Short task 1:
Answer these questions from the text on the Havana meeting below:
(a) According to the editor's note, in which state did Antonin Scalia die?
(b) On what day of the week did Patriarch Kirill and Pope Francis meet?
(c) Whose words does the text quote about getting Europe to "breathe with both lungs"?
Document segment start
Our Man – in Havana?

Editor’s Note: America and the Church lost a great man this weekend when Supreme Court Justice Antonin Scalia died in his sleep Saturday in Texas. Scalia was a friend of several writers on this site and his son, Fr. Paul Scalia, appears in these pages from time to time. We send our condolences to him and the whole Scalia family in the hope that they will find peace in the knowledge that he is now in the hands of the Divine Mercy, in which he so firmly believed. Requiem aeternam dona ei Domine. – RR

The meeting between Patriarch Kirill and Pope Francis on Friday in Havana was a pivotal moment in relations between Western and Eastern Christianity. It’s also the culmination of decades-long efforts to get Europe to “breathe with both lungs,” as St. John Paul II said. And in several respects, it owes a great deal to particular qualities of Pope Francis, for both good and ill.
Document segment end
Short task 2: In the records, print the stretch from the line containing "Query: valley" through the end of the records, copying each line exactly.
Task input start
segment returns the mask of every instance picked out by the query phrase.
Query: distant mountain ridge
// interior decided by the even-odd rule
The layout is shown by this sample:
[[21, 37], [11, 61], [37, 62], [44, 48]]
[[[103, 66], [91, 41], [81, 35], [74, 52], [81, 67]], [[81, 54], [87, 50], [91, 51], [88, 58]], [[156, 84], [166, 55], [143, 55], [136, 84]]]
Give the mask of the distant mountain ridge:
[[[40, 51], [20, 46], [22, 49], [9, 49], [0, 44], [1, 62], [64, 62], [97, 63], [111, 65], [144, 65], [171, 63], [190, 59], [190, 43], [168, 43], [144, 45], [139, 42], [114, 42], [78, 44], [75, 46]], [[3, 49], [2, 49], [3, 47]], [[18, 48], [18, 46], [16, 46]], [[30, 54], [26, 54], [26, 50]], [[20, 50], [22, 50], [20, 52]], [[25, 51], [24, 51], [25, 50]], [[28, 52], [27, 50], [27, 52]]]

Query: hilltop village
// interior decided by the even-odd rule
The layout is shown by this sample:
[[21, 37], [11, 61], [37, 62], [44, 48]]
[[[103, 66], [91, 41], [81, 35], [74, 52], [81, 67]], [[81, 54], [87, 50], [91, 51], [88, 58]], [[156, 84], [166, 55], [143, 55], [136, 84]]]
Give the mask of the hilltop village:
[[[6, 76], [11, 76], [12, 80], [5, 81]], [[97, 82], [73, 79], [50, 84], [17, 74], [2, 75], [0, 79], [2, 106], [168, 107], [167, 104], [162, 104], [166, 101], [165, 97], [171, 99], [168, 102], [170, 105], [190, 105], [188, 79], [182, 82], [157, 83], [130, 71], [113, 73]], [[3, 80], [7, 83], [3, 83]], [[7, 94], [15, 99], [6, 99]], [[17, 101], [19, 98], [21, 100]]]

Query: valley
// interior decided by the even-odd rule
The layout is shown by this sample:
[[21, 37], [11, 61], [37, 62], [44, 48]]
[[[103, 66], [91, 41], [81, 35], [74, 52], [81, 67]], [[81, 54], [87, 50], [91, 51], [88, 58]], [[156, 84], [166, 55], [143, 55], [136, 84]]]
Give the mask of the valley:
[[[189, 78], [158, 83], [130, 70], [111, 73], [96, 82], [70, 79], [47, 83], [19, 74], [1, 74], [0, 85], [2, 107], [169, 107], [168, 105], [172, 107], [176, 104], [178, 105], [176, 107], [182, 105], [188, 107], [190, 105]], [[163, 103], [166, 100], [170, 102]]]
Task input end
Exercise answer 1:
(a) Texas
(b) Friday
(c) St. John Paul II

Exercise answer 2:
Query: valley
// interior decided by the even-odd rule
The layout is shown by this sample:
[[21, 37], [11, 61], [37, 62], [44, 48]]
[[[103, 66], [91, 41], [81, 35], [74, 52], [81, 67]], [[81, 54], [87, 50], [91, 51], [88, 58]], [[156, 84], [166, 55], [143, 55], [136, 84]]]
Give the mask of the valley:
[[[189, 78], [158, 83], [130, 70], [111, 73], [96, 82], [70, 79], [47, 83], [19, 74], [1, 74], [0, 85], [2, 107], [169, 107], [168, 105], [172, 107], [176, 104], [178, 105], [176, 107], [182, 105], [188, 107], [190, 105]], [[163, 103], [166, 100], [170, 102]]]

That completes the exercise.